## Written problem
Gather every line of the data below that contains the string "beam".

::: Dataset rows :::

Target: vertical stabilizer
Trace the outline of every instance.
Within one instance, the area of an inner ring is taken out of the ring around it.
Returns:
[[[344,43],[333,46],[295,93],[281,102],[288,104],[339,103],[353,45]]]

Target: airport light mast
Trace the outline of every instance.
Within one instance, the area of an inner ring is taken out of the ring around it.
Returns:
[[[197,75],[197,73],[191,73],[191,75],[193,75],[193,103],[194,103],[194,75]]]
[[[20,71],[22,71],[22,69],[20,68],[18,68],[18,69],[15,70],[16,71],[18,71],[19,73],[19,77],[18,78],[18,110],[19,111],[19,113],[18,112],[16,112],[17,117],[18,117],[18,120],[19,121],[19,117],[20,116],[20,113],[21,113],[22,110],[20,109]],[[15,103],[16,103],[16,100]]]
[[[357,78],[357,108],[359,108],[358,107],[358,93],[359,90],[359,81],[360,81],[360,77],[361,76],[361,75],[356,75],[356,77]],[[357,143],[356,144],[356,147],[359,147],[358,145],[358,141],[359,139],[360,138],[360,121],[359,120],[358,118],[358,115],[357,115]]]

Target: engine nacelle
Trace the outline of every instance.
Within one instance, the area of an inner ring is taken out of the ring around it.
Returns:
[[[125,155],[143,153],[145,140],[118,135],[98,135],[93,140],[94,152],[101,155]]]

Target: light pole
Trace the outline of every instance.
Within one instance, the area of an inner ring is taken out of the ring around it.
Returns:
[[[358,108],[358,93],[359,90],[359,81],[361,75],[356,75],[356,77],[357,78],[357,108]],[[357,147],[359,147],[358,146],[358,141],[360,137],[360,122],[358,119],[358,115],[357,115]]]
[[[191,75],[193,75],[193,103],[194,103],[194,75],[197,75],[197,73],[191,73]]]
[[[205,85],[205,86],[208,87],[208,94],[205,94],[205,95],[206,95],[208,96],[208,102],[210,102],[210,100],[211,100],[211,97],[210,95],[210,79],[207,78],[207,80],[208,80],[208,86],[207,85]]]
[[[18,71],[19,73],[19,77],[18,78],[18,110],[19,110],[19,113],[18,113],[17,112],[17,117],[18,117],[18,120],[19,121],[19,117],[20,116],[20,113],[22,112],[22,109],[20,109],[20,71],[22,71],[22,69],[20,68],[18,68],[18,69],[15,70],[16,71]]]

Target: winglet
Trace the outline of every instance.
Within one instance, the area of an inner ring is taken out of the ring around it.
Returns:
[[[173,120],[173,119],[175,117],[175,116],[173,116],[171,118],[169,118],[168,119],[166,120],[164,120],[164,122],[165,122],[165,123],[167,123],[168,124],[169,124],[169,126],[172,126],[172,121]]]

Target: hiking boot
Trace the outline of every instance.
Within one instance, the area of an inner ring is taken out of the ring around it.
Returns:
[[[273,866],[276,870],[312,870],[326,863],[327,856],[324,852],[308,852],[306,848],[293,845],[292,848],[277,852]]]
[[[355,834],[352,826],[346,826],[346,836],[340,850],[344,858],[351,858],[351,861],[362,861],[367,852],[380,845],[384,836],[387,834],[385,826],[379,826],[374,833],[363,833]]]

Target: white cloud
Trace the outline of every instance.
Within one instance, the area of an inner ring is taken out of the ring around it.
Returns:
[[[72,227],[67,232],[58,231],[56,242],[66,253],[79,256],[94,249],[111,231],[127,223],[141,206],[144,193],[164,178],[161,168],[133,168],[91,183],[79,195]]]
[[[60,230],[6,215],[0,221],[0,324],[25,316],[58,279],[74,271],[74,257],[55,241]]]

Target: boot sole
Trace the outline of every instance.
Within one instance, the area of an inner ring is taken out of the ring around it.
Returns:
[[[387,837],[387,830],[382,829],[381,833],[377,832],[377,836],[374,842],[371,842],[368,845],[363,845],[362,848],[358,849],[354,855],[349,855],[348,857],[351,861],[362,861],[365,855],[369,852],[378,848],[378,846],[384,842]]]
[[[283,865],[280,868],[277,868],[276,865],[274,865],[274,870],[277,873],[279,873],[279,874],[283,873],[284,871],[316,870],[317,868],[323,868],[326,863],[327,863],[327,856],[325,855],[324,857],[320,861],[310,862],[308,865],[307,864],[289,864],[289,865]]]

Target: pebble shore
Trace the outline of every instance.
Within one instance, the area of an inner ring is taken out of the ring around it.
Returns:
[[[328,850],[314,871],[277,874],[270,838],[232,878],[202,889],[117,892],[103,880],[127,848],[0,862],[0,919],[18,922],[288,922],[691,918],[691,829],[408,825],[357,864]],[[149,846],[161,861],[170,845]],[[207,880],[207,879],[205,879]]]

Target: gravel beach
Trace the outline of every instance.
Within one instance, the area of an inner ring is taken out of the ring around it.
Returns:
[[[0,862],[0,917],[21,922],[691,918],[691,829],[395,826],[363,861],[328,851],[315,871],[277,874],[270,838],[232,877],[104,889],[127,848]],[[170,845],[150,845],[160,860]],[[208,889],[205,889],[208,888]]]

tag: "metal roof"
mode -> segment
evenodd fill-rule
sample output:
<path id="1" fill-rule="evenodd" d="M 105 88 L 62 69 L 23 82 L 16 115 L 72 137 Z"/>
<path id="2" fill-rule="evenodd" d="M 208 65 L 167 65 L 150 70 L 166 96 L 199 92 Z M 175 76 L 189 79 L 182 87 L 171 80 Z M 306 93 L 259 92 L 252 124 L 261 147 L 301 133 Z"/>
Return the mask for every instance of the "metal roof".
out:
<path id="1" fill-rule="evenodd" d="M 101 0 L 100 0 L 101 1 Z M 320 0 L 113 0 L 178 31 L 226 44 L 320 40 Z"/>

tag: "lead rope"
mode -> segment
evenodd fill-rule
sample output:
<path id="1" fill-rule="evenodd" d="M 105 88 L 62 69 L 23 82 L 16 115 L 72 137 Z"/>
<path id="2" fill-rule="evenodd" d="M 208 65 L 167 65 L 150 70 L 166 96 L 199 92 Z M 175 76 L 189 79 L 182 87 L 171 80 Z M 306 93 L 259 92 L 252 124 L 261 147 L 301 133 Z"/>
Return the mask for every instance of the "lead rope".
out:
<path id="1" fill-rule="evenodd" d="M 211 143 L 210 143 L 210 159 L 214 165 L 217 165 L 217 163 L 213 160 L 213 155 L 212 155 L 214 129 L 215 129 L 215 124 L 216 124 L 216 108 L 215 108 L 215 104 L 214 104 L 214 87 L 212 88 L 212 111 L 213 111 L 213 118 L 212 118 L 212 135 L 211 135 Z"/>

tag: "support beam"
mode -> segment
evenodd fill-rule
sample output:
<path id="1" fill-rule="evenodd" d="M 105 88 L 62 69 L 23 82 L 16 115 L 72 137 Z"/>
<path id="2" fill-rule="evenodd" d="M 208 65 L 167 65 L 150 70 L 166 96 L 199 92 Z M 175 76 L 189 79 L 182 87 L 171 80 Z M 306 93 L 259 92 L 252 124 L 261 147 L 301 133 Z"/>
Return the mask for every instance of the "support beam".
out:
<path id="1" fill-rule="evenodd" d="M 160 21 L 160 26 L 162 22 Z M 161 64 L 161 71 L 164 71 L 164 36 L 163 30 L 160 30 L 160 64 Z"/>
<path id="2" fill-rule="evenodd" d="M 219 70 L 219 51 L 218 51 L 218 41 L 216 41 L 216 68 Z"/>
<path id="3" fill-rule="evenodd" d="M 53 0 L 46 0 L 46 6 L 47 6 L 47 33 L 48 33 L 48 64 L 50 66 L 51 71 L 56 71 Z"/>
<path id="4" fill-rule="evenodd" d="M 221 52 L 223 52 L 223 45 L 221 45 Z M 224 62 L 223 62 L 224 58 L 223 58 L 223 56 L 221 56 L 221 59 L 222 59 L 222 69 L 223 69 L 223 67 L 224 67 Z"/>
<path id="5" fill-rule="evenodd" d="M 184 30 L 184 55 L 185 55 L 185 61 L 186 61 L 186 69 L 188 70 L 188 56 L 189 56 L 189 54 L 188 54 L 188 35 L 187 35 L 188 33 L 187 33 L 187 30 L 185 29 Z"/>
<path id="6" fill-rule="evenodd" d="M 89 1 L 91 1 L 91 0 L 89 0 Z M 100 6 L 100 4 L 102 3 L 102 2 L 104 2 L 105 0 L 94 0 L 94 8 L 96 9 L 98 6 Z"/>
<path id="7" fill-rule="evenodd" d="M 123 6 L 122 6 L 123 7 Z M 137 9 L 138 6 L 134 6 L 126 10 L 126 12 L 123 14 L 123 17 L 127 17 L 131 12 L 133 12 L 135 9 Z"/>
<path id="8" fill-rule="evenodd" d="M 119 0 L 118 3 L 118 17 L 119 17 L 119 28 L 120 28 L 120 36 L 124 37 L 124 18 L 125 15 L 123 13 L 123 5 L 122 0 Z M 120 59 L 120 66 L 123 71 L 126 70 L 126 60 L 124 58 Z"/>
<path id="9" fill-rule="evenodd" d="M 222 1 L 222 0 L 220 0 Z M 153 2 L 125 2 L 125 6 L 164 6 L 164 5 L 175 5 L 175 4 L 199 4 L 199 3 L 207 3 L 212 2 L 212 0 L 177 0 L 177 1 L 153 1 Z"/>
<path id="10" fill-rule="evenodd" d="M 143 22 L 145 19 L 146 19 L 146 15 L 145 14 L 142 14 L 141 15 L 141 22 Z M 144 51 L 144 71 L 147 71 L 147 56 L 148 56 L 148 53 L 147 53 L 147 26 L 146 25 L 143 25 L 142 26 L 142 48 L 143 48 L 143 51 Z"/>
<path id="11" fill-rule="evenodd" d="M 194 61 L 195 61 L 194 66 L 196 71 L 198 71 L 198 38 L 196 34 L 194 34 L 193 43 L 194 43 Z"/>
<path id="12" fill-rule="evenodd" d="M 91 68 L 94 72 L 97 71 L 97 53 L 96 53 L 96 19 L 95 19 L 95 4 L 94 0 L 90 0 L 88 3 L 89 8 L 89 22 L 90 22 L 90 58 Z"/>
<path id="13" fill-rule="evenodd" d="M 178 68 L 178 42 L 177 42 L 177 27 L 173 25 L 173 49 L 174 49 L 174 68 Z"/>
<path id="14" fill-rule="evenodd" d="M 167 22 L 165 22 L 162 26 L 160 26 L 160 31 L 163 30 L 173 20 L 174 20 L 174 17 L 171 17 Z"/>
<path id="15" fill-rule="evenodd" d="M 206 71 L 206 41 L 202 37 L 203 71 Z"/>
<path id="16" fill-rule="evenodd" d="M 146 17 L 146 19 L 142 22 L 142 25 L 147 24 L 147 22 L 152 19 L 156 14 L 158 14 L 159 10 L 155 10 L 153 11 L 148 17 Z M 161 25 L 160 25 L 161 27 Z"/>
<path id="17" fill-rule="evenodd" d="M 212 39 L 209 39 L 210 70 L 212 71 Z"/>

:::

## Written solution
tag: "support beam"
Return the mask for every instance of the "support beam".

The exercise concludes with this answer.